(Excerpted passage begins)
Jaime: I just gave all this random stuff to this machine and look what it produced. It sounds really good. You know, especially surface level. It looks pretty impressive. So, you know, so the business side is like, oh well we got to jump in. We’ve got to use it. There’s an element of FOMO. You know, if our competitors figure out how to utilize this technology then we’re going to be left behind. Yeah yeah. So it really was like a race to adoption, even if no one knew what that meant when it came to business. Then on the creative side, it was an opposite reaction. It was pure outrage. Yeah. Hey, this technology stole our work. It’s building off our work, and it’s making it so that someone can replicate all of the hard work that I’ve put in and my creativity, because you can say, hey, you know, write this in the style of Brandon Sanderson or something, and, and it can produce things. So there’s a lot of outrage, a lot of resistance. And just and I think a little on both sides when it comes to creatives is just a worry that it’s going to flood the market, whether that’s business or creative, just flood the market with garbage.
Coby: Yeah.
Jaime: That took little effort to do.
Coby: And that and it I think for me as a creative, right, my reaction is nobody’s going to care about even knowing the difference. And if they do, it’s not going to be they’re not going to care enough to not engage with it. Because financially, like the the economic layer of all of this is, is too compelling to stay true to, you know, to be old school or analog or whatever else. Right. So like, yeah, I can tell a difference, but it does the job and we just need the job done. It’s like, oh, well, you know crap.
Jaime: Yeah. And I might argue, you know, is it doing the job?
Coby: I don’t think it is.
Jaime: Yeah. It’s it’s having to really be clear on what the job is. Right. You know. So yeah, that’s that’s kind of an interesting response. You know, because I get both. Right. And I can see both.
Coby: So where do you where do you personally net out with that?
Jaime: I think where I’ve really landed and I’ve done a, I mean, since I first found out about ChatGPT, it just came in a conversation, a business meeting where I kind of. You heard about this, try it out. And we were playing with it. It was kind of fun. And then I was like, oh, I need this is going to directly impact my work, my team. Because I managed, you know, writers, editors, designers. And I said, I got to figure if I got to get in and figure this out, and I’m sorry, I forgot the question. What was it? Oh, where do I live? Okay, so I had to dig in and figure that out. And where I’m at right now is, I think often we talk about the wrong thing. I think often the conversation is often the AI question or divide is, hey, are you an adopter or are you an AI resister?
(Excerpted passage ends)
Work instructions:
(1) From the conversation transcript, list the kinds of staff Jaime says were managed on Jaime's team.
(2) Repeat the conversation transcript word for word, from "Jaime: That took" down to "you know crap.".
(Information provided begins)
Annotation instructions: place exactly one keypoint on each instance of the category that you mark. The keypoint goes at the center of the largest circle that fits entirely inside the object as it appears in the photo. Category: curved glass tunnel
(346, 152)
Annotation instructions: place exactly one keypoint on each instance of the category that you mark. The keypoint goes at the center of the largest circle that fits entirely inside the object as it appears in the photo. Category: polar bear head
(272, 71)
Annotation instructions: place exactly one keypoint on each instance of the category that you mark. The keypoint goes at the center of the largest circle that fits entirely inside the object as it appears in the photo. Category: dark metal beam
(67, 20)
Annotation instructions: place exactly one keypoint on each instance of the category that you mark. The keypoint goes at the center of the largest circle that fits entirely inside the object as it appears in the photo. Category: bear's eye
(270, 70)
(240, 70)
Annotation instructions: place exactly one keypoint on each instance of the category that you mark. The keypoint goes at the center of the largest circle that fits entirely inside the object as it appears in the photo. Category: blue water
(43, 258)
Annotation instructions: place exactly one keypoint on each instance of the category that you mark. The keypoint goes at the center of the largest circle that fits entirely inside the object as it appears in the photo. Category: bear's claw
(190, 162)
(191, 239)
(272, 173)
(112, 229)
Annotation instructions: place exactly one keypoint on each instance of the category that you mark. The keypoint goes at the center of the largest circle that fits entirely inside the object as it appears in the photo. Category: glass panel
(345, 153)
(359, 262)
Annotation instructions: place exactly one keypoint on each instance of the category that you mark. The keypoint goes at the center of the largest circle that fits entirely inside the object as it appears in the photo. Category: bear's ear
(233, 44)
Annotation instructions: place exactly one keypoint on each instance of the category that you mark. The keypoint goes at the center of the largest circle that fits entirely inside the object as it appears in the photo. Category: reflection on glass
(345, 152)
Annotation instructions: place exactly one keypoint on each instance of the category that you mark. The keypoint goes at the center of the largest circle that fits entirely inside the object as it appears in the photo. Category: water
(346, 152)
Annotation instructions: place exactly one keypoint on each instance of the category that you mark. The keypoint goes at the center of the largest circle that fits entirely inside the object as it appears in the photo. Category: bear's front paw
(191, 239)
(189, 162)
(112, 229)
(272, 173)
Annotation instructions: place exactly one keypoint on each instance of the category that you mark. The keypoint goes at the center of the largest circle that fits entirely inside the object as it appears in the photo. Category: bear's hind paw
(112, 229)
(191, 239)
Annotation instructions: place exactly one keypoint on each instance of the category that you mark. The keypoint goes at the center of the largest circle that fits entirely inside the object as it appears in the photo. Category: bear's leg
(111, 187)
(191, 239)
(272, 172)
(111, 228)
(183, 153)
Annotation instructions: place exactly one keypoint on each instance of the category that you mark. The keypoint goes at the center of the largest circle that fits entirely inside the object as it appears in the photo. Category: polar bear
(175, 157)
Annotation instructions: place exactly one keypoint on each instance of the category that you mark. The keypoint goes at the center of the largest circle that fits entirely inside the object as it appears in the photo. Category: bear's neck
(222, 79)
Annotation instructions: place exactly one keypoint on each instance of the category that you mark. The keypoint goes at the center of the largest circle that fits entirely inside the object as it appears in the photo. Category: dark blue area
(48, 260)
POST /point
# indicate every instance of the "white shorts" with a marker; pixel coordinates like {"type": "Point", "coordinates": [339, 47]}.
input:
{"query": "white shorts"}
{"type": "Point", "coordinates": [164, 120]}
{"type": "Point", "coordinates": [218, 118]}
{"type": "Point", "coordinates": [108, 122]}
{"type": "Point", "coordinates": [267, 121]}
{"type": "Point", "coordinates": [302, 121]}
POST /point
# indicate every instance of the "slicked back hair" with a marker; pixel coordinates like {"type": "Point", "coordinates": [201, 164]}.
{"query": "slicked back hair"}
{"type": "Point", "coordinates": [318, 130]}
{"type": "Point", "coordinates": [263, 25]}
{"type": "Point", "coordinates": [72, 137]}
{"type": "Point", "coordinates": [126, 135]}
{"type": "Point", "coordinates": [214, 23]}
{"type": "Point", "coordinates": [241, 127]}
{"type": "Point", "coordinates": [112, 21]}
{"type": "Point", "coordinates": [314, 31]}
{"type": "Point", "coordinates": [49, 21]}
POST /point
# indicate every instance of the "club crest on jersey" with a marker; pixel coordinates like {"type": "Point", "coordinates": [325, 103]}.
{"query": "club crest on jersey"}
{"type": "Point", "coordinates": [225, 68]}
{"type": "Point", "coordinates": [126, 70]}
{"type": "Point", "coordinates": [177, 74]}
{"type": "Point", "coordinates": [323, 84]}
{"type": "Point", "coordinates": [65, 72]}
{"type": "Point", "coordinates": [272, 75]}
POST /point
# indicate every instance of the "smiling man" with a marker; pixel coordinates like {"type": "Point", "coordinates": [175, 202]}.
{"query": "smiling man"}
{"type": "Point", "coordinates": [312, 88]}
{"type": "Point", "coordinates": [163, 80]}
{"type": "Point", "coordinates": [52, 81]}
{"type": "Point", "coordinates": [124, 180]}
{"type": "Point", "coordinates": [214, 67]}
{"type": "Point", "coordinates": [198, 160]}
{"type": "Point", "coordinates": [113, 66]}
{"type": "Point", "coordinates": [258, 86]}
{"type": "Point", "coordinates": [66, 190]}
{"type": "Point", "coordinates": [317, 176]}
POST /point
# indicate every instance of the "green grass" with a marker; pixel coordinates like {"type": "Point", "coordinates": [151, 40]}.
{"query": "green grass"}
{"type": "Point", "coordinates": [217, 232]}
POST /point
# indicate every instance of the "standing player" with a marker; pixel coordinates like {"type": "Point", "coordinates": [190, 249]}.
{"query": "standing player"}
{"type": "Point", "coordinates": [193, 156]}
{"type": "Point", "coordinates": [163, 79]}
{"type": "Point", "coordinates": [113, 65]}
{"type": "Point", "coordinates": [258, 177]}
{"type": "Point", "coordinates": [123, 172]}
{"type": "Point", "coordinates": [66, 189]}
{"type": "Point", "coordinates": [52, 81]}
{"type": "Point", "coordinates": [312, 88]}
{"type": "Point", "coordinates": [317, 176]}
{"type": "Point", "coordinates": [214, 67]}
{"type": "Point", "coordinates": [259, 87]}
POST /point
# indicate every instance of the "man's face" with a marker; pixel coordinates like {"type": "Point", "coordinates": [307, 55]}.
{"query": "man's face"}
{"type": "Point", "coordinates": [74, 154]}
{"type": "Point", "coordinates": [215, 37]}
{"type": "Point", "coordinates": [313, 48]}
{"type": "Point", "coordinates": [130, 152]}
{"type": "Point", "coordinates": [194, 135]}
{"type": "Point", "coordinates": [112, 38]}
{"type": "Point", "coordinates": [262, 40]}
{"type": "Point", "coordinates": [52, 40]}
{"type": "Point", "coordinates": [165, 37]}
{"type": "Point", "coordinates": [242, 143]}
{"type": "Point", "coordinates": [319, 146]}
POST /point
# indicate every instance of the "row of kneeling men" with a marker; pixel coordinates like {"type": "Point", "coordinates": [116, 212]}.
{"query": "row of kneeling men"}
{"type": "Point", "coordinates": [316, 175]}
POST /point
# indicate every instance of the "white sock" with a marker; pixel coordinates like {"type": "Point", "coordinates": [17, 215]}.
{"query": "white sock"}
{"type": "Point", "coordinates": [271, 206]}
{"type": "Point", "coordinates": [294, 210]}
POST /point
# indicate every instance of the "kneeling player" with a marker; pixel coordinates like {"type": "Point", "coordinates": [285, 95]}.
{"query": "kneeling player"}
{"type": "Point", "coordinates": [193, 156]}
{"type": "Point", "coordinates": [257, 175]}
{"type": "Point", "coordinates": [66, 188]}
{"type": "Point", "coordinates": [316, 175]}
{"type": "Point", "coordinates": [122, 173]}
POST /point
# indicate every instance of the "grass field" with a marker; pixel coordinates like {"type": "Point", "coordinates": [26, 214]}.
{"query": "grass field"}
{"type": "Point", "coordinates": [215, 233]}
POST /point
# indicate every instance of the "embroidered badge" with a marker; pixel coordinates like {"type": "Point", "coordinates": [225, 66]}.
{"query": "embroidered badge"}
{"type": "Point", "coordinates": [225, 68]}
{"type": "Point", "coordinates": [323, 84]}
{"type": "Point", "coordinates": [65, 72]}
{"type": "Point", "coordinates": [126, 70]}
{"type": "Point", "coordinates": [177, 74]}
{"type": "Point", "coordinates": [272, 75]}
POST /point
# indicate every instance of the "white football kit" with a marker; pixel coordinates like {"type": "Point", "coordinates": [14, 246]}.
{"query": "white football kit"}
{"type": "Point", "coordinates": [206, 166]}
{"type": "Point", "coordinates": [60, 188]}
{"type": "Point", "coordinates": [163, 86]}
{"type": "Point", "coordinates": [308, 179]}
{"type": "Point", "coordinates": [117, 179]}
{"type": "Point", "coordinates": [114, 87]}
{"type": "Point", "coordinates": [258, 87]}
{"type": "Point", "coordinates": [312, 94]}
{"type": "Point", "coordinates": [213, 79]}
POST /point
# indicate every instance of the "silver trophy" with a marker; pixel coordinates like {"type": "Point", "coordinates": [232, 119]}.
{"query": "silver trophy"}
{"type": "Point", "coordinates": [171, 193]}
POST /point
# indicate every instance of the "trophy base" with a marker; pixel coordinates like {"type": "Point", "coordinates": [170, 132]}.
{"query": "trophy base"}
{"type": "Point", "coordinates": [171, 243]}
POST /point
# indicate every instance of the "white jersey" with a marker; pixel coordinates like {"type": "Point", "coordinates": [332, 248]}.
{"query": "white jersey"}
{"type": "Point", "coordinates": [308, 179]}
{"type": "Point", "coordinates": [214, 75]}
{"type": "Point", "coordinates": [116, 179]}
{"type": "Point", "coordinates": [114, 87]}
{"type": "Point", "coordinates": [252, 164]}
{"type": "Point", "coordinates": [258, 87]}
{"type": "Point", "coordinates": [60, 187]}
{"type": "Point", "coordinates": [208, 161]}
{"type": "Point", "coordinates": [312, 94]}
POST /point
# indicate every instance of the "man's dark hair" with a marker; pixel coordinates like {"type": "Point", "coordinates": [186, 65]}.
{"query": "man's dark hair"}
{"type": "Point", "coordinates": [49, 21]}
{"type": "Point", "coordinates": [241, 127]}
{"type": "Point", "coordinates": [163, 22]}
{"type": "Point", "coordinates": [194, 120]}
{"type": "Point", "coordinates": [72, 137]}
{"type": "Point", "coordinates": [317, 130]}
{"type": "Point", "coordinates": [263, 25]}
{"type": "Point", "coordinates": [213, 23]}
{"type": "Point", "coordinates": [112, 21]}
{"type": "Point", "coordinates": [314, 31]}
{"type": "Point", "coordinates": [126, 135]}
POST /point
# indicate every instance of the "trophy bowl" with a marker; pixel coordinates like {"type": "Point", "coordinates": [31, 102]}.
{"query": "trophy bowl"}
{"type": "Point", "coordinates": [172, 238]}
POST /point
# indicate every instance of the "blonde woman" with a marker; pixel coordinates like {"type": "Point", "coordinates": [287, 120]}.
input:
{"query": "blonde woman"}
(Information provided ends)
Activity answers:
(1) writers, editors, designers

(2)
Jaime: That took little effort to do.
Coby: And that and it I think for me as a creative, right, my reaction is nobody’s going to care about even knowing the difference. And if they do, it’s not going to be they’re not going to care enough to not engage with it. Because financially, like the the economic layer of all of this is, is too compelling to stay true to, you know, to be old school or analog or whatever else. Right. So like, yeah, I can tell a difference, but it does the job and we just need the job done. It’s like, oh, well, you know crap.